Qué se pide: Transcribe sin ningún cambio las líneas que empiezan en la que contiene «Seedling-scouting request: tag the stemmed» y siguen hasta la que contiene «[(26, 415)]», ambas incluidas, y solo esas.

Listado de datos:
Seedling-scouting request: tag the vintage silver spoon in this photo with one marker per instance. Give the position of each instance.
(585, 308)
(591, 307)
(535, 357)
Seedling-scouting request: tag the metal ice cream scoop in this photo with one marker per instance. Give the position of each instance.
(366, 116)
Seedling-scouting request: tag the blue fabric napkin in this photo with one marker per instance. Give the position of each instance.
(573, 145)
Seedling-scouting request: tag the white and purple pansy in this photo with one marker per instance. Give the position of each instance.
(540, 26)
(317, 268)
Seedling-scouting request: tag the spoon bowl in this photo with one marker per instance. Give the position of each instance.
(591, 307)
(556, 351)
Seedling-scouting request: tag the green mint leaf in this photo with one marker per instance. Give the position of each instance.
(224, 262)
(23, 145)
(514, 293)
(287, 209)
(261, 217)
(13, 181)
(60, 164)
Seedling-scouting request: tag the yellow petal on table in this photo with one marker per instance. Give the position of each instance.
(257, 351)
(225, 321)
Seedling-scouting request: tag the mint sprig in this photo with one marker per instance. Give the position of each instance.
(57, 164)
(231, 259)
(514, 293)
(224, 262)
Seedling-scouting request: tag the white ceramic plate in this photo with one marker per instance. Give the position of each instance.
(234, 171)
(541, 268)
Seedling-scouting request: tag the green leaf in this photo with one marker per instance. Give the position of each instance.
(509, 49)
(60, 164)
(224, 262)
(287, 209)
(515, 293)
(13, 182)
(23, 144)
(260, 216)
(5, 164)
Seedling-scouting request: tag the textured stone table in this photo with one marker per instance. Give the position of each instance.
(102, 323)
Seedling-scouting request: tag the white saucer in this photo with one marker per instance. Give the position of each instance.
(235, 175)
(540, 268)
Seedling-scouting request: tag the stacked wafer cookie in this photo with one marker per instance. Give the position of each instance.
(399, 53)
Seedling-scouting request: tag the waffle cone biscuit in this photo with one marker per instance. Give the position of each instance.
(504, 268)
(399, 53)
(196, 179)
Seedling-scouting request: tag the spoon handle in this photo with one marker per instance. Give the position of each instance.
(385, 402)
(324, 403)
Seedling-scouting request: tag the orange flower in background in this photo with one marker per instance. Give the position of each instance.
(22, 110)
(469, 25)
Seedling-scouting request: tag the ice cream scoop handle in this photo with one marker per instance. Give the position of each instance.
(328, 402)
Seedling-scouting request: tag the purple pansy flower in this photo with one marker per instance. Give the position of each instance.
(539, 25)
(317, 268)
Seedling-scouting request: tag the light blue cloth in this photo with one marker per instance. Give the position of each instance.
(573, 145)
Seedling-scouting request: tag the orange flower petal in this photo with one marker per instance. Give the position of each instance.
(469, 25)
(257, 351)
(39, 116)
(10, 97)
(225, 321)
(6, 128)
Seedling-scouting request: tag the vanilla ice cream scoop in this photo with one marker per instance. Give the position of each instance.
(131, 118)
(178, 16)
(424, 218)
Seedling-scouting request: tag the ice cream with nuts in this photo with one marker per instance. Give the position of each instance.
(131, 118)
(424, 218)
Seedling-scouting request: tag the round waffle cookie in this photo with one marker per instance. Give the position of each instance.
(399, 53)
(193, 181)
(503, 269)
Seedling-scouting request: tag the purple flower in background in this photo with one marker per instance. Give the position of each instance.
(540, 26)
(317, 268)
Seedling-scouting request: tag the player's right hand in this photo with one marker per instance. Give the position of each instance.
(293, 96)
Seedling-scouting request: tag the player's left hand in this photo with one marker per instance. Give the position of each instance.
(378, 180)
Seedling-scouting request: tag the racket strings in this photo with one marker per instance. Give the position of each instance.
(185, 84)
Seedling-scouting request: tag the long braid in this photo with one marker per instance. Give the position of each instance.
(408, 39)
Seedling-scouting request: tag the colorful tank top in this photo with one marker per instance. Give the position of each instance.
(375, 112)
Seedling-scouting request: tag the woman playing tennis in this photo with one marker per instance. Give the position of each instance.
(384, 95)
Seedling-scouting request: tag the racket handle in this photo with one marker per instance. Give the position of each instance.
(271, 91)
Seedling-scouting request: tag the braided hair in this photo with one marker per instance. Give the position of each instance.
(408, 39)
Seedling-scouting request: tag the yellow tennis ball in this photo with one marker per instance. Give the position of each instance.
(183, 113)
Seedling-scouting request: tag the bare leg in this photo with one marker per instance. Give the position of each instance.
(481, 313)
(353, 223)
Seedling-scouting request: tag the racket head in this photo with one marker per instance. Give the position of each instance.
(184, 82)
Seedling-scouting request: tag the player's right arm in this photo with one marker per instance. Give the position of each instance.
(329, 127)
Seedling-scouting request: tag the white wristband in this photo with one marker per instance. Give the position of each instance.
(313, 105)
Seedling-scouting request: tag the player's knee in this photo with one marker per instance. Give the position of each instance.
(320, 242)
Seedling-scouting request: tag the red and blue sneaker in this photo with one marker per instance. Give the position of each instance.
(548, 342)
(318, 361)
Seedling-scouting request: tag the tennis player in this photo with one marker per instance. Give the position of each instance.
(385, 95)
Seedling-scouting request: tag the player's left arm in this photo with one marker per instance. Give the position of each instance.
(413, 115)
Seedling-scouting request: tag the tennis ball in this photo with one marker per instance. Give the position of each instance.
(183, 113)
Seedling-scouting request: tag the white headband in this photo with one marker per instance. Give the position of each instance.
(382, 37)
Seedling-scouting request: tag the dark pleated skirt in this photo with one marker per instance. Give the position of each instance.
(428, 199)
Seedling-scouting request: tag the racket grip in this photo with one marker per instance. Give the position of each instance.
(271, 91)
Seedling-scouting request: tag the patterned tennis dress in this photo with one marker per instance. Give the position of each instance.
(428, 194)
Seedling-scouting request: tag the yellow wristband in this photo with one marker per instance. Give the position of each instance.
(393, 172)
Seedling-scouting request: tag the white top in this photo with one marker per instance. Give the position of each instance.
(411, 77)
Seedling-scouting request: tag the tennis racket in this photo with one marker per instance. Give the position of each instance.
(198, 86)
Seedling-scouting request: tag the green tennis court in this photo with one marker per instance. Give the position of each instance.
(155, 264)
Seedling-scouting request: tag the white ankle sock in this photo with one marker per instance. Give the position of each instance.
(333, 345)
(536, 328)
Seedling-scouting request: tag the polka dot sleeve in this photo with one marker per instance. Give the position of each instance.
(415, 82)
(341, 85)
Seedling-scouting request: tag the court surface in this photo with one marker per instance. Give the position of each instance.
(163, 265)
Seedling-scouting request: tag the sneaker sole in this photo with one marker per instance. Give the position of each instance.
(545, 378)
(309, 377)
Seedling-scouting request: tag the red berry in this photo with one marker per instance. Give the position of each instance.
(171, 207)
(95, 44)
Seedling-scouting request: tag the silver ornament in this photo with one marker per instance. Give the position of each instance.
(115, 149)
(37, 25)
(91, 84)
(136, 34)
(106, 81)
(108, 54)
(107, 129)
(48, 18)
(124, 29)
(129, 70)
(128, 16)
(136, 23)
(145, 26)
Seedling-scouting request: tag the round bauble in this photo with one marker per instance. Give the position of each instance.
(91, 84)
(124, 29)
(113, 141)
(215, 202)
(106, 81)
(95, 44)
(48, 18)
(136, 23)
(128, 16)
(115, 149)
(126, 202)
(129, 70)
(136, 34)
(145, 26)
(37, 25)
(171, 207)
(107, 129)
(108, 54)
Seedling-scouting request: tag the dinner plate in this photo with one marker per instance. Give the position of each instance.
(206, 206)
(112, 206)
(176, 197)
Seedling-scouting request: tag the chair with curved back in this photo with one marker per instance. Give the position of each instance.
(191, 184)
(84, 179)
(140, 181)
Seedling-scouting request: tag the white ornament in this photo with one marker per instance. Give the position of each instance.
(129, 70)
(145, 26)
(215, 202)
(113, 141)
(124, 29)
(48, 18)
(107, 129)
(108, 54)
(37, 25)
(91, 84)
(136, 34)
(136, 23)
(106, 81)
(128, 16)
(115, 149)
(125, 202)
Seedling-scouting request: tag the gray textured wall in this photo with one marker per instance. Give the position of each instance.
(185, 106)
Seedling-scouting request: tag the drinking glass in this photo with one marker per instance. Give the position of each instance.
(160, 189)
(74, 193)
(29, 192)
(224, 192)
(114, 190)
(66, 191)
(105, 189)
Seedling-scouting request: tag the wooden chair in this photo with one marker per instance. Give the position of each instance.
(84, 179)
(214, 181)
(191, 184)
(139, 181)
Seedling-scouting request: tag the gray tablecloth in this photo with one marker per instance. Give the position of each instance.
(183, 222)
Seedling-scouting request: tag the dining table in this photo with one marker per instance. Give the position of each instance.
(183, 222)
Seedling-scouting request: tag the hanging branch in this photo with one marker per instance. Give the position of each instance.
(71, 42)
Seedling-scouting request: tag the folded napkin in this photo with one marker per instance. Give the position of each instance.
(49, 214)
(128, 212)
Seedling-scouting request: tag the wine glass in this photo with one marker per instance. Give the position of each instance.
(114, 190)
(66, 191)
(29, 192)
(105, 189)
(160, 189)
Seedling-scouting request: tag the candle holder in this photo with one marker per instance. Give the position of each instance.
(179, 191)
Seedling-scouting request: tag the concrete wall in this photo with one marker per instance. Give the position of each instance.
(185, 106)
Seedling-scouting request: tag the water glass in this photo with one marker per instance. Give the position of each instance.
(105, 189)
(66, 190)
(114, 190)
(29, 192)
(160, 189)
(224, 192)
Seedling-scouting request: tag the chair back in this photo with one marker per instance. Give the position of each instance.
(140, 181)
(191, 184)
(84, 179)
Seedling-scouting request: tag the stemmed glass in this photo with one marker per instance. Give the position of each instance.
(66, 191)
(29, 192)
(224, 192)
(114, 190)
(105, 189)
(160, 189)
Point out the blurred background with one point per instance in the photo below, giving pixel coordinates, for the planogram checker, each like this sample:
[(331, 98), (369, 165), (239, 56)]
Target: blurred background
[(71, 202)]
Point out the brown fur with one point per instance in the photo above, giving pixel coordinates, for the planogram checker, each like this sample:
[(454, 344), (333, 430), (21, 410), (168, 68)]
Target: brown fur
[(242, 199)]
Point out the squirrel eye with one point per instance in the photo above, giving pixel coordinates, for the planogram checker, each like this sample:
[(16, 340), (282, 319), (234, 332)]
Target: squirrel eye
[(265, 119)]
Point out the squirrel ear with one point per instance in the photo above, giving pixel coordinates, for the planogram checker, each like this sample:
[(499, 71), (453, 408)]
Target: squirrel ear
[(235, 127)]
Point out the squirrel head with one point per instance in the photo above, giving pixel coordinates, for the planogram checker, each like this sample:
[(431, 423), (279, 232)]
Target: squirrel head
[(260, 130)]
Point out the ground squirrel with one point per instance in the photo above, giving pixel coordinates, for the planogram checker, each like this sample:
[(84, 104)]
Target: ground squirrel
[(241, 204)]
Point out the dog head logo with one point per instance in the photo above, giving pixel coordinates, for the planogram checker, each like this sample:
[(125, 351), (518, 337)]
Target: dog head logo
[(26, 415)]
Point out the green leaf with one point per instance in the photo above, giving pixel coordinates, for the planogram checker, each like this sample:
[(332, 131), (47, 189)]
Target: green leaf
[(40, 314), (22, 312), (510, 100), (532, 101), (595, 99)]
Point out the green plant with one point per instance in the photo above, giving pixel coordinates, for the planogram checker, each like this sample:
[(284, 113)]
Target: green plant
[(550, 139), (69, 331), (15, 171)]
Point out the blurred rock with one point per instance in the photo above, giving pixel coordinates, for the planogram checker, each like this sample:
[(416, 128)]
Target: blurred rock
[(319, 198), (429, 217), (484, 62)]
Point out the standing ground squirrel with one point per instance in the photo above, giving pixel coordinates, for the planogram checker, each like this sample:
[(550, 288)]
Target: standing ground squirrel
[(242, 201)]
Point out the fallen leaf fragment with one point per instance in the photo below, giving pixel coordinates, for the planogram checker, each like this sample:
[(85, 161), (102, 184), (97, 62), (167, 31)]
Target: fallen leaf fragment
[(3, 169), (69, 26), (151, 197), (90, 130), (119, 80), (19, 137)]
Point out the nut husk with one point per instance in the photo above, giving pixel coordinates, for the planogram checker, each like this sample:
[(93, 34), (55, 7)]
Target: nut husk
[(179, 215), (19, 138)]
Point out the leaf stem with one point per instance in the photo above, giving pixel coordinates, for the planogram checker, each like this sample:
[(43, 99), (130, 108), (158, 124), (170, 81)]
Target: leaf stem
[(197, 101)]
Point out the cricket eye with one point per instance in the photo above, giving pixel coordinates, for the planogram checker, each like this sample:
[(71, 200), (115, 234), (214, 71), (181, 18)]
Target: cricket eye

Resultado:
Seedling-scouting request: tag the stemmed glass in this photo with one marker per instance. Give the position of each instance.
(66, 191)
(29, 192)
(224, 192)
(114, 190)
(105, 189)
(160, 189)
Point out the blurred background with one point per instance in the photo below, giving pixel coordinates, for the planogram checker, each like this sample:
[(331, 98), (369, 165), (239, 56)]
Target: blurred background
[(71, 202)]
Point out the brown fur with one point per instance in the photo above, giving pixel coordinates, for the planogram checker, each like this sample:
[(454, 344), (333, 430), (21, 410), (168, 68)]
Target: brown fur
[(242, 199)]
Point out the squirrel eye with one point per instance in the photo above, giving pixel coordinates, for the planogram checker, each like this sample:
[(16, 340), (282, 319), (234, 332)]
Target: squirrel eye
[(265, 119)]
Point out the squirrel ear with one point per instance in the photo above, giving pixel coordinates, for the planogram checker, each like this sample:
[(499, 71), (453, 408)]
Target: squirrel ear
[(235, 127)]
Point out the squirrel head with one point per instance in the photo above, giving pixel coordinates, for the planogram checker, each like this sample:
[(431, 423), (279, 232)]
Target: squirrel head
[(260, 130)]
Point out the ground squirrel with one point per instance in the photo above, giving pixel coordinates, for the planogram checker, each like this sample:
[(84, 104)]
Target: ground squirrel
[(241, 204)]
Point out the dog head logo with one point per instance in the photo above, giving pixel coordinates, for the planogram checker, each like this sample:
[(125, 351), (518, 337)]
Target: dog head logo
[(26, 415)]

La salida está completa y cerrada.